Bingo, O Rei das Manhãs – O melhor programa infantil no cinema

Nas décadas de 1980 e 1990, basicamente a programação diurna das principais emissoras de tv aberta do país era ocupada por programas infantis. Com o tempo, o número e o espaço desses programas começou a diminuir. A partir de 2014, uma resolução do Conselho Nacional dos Direitos da Criança e do Adolescente, órgão vinculado ao Ministério da Justiça, considerou abusiva a publicidade infantil. O resultado foi a substituição dos desenhos animados por programas de fofocas, de culinária e de saúde. As exceções são a TV Cultura e o SBT. Agora os pais têm de assinar streaming ou canais pagos. As novas gerações não crescem mais tendo apresentadores de programas infantis como babás eletrônicas.

* MATERIAL FORNECIDO
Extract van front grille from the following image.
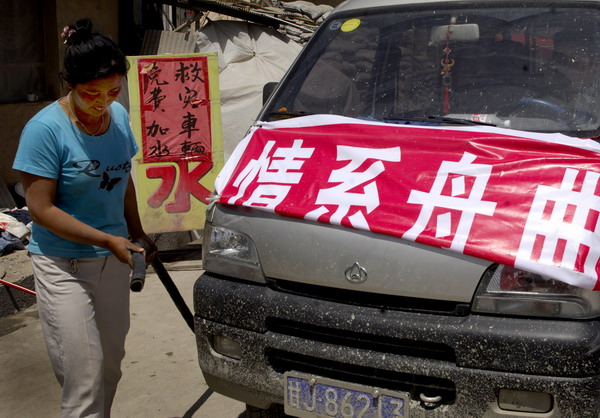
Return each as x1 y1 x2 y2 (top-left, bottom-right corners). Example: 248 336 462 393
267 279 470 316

* TAREFAS
A – De acordo com o texto apresentado, a partir de que ano a publicidade infantil passou a ser considerada abusiva?
B – Liste os tipos de programa que, segundo o texto apresentado, substituíram os desenhos animados.
As linhas não servem para nada neste exercício.

* RESPOSTAS
A – A partir de 2014.

B – Programas de fofocas, programas de culinária e programas de saúde.